**Stated task a:** Decide whether each statement agrees with the text on death in human culture, answering yes or no and quoting the deciding words: (i) the Chauvet Cave drawings are about 30,000 years old; (ii) the Natufian grave found at Mount Carmel held two adult men; (iii) Newgrange is in Co. Meath.

**Text excerpt:**
Death in Human Culture
How did we get to a position where good land is cordoned off, polluted by our chemically treated bodies and left barren due to all the concrete and stone used as individual remembrances? Death is part of the human condition and because of our abilities to create complex meanings and communicate those meanings, death itself has had profound resonances in our lives much more than other animals. While some animals do of course mourn the passing of loved ones, the fact is that humans’ abstract thinking about death poses more complex challenges to ourselves and our relations with others in that it produces responses that are more nuanced and layered. In our evolution it has been said that the first sign in our ancestral past of our move out of ‘nature’ into human ‘culture’ has been the rituals we have developed around the death of those we cared about. In Werner Herzog’s wonderful documentary ‘Cave of Forgotten Dreams’ about the Chauvet Cave of southern France with its 30,000 year old cave drawings artwork, the artwork is depicted as a spiritual expression of our ancient ancestors. One of the anthropologists in the documentary memorably suggested that the caves indicated that we weren’t ‘homo sapiens’ (wise, sensible humans) but ‘homo spiritualis’ which I presume meant that we think through an ethereal framework where the lines between the corporeal, material and spiritual world are porous and connected. Certainly, those meanings can be inferred in our own 5000 year old Newgrange site in Co. Meath where it is fabulously enacted every 21st December. Stonehenge has similar echoes. Individual graves can historically be seen in this light as a mediation between the world of the living and the world beyond the living. One of the earliest groups of peoples to systematically bury their loved ones were the Natufians in the Mediterranean areas of the Near East and did so in cemeteries near the huts where they lived some 13 – 14,000 years ago. In 2005 a Natufian grave with an adult male and adolescent boy was discovered at Mount Carmel in Isreal with markings of flowers laid with them dated between 11 and 13,000 years ago. According to the archaeologist working on it, the lush flower burials were designed to make the dead ‘comfortable’, and was a sign of ‘concern about their well-being in the after-life’. This concern for the dead reached a lasting monumental apotheosis, you could argue, with the Pyramids and the entombment of the ancient Pharaohs over 4000 years ago.

**Stated task b:** Locate every line in the entries below that contains the string "instance", and copy each such line. Case counts when matching.

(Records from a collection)
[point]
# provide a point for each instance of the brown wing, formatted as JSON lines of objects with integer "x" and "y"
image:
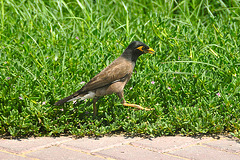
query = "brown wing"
{"x": 117, "y": 70}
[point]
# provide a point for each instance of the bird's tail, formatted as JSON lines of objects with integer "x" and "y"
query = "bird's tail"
{"x": 66, "y": 99}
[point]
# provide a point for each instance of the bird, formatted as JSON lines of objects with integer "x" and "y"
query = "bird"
{"x": 112, "y": 79}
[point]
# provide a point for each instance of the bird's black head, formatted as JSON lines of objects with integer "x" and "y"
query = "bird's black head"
{"x": 135, "y": 49}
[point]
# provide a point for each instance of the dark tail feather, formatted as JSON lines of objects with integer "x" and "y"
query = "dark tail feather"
{"x": 60, "y": 102}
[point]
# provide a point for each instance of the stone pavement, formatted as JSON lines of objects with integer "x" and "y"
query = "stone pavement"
{"x": 120, "y": 147}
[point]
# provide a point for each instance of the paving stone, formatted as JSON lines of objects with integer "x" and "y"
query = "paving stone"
{"x": 130, "y": 152}
{"x": 164, "y": 144}
{"x": 204, "y": 153}
{"x": 22, "y": 145}
{"x": 7, "y": 156}
{"x": 58, "y": 153}
{"x": 94, "y": 145}
{"x": 225, "y": 144}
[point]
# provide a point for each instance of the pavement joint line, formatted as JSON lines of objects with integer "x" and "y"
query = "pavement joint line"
{"x": 176, "y": 156}
{"x": 172, "y": 148}
{"x": 19, "y": 155}
{"x": 88, "y": 153}
{"x": 219, "y": 149}
{"x": 44, "y": 146}
{"x": 112, "y": 146}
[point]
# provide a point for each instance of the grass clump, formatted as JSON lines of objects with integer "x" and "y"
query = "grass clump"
{"x": 47, "y": 48}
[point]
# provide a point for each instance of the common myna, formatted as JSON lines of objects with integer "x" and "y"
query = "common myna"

**Exercise output a:**
(i) Yes: "the Chauvet Cave of southern France with its 30,000 year old cave drawings artwork"
(ii) No: "a Natufian grave with an adult male and adolescent boy was discovered at Mount Carmel"
(iii) Yes: "our own 5000 year old Newgrange site in Co. Meath"

**Exercise output b:**
# provide a point for each instance of the brown wing, formatted as JSON lines of objects with integer "x" and "y"
# provide a point for each instance of the bird's tail, formatted as JSON lines of objects with integer "x" and "y"
# provide a point for each instance of the bird, formatted as JSON lines of objects with integer "x" and "y"
# provide a point for each instance of the bird's black head, formatted as JSON lines of objects with integer "x" and "y"
# provide a point for each instance of the dark tail feather, formatted as JSON lines of objects with integer "x" and "y"
# provide a point for each instance of the stone pavement, formatted as JSON lines of objects with integer "x" and "y"
# provide a point for each instance of the paving stone, formatted as JSON lines of objects with integer "x" and "y"
# provide a point for each instance of the pavement joint line, formatted as JSON lines of objects with integer "x" and "y"
# provide a point for each instance of the grass clump, formatted as JSON lines of objects with integer "x" and "y"
# provide a point for each instance of the common myna, formatted as JSON lines of objects with integer "x" and "y"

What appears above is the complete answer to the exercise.